# Input
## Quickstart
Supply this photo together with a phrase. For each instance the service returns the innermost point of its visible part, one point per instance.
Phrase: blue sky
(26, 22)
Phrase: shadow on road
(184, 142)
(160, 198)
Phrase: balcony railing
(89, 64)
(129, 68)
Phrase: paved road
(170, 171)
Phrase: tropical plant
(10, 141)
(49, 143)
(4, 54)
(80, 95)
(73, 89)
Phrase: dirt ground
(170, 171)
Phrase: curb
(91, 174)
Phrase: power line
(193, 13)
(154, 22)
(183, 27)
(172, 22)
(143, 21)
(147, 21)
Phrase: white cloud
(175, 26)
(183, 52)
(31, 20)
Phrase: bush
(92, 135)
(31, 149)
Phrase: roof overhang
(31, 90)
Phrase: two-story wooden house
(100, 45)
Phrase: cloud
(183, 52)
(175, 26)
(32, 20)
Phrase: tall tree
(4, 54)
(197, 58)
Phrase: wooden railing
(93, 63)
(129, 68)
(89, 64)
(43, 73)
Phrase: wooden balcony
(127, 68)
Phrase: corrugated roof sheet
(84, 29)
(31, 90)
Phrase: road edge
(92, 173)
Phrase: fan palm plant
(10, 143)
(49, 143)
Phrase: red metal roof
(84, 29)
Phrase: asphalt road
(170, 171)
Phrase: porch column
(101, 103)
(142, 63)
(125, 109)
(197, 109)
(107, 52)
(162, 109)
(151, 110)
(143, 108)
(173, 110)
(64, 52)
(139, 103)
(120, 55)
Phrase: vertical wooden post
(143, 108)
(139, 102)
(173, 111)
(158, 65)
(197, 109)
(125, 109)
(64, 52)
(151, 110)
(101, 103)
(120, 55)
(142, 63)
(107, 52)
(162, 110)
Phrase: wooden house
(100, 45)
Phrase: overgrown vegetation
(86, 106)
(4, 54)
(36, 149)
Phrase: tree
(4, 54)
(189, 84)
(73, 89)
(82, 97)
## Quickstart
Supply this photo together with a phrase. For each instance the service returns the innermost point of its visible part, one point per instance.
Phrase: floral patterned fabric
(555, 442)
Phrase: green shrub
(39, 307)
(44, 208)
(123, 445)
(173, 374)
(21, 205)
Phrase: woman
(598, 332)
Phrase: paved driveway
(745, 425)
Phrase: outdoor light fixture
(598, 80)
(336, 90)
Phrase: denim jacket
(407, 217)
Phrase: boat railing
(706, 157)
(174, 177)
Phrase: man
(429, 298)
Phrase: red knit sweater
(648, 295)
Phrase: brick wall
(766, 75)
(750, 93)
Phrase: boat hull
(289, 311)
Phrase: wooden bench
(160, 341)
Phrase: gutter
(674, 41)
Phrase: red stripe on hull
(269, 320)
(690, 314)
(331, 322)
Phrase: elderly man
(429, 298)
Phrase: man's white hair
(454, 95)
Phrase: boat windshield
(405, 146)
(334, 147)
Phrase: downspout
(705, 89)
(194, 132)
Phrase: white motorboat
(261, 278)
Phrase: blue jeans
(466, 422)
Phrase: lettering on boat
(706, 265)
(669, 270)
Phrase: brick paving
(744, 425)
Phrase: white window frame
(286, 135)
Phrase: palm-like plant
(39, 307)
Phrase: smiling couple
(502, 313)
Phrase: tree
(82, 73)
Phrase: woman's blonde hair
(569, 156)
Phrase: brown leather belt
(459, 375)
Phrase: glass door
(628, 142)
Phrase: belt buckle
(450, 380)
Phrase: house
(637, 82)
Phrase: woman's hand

# What you have to do
Everything above must be retyped. Keep each record exactly the same.

# Written response
## Quickstart
Supply this photo together with a phrase. For each instance the service returns the innermost point of its visible part, one point per instance.
Phrase: blue sky
(26, 22)
Phrase: shadow on road
(184, 142)
(160, 198)
Phrase: balcony railing
(89, 64)
(129, 68)
Phrase: paved road
(170, 171)
Phrase: tropical plant
(10, 141)
(49, 143)
(4, 54)
(80, 95)
(73, 89)
Phrase: dirt ground
(170, 171)
Phrase: curb
(91, 174)
Phrase: power line
(193, 13)
(154, 22)
(183, 27)
(172, 22)
(143, 21)
(147, 21)
Phrase: white cloud
(175, 26)
(183, 52)
(31, 20)
Phrase: bush
(92, 135)
(31, 149)
Phrase: roof overhang
(31, 90)
Phrase: two-story wooden house
(100, 45)
Phrase: cloud
(183, 52)
(175, 26)
(32, 20)
Phrase: tall tree
(4, 54)
(197, 58)
Phrase: wooden railing
(93, 63)
(129, 68)
(89, 64)
(43, 73)
Phrase: wooden balcony
(127, 68)
Phrase: corrugated roof sheet
(84, 29)
(31, 90)
Phrase: road edge
(92, 173)
Phrase: fan palm plant
(10, 143)
(49, 143)
Phrase: red metal roof
(84, 29)
Phrase: asphalt road
(170, 171)
Phrase: porch column
(101, 103)
(142, 63)
(125, 109)
(197, 109)
(107, 52)
(162, 109)
(151, 110)
(143, 108)
(173, 110)
(64, 52)
(139, 103)
(120, 55)
Phrase: vertical wooden post
(143, 108)
(139, 102)
(173, 111)
(158, 65)
(197, 109)
(125, 109)
(64, 52)
(151, 110)
(101, 103)
(120, 55)
(142, 63)
(107, 52)
(162, 110)
Phrase: wooden house
(100, 45)
Phrase: overgrown vegetation
(86, 106)
(4, 54)
(36, 149)
Phrase: tree
(4, 54)
(189, 84)
(73, 89)
(82, 97)
## Quickstart
Supply this photo together with a phrase. For each instance the service returns the innermost point of its visible part, one point per instance.
Phrase: floral patterned fabric
(555, 442)
Phrase: green shrub
(39, 307)
(44, 208)
(123, 445)
(173, 374)
(21, 205)
Phrase: woman
(598, 332)
Phrase: paved driveway
(745, 425)
Phrase: outdoor light fixture
(598, 80)
(336, 90)
Phrase: denim jacket
(407, 217)
Phrase: boat railing
(706, 157)
(174, 177)
Phrase: man
(429, 298)
Phrase: red knit sweater
(648, 295)
Phrase: brick wall
(766, 75)
(750, 93)
Phrase: boat hull
(289, 311)
Phrase: wooden bench
(160, 341)
Phrase: gutter
(674, 41)
Phrase: red stripe on hull
(269, 320)
(690, 314)
(331, 322)
Phrase: elderly man
(429, 298)
Phrase: man's white hair
(454, 95)
Phrase: boat windshield
(405, 146)
(334, 147)
Phrase: downspout
(705, 89)
(194, 132)
Phrase: white motorboat
(261, 278)
Phrase: blue jeans
(466, 422)
Phrase: lettering on boat
(706, 265)
(669, 270)
Phrase: brick paving
(744, 425)
Phrase: white window frame
(286, 135)
Phrase: palm-like plant
(39, 307)
Phrase: smiling couple
(502, 313)
Phrase: tree
(82, 73)
Phrase: woman's blonde hair
(569, 156)
Phrase: brown leather belt
(459, 375)
Phrase: glass door
(628, 142)
Phrase: belt buckle
(450, 380)
Phrase: house
(637, 82)
Phrase: woman's hand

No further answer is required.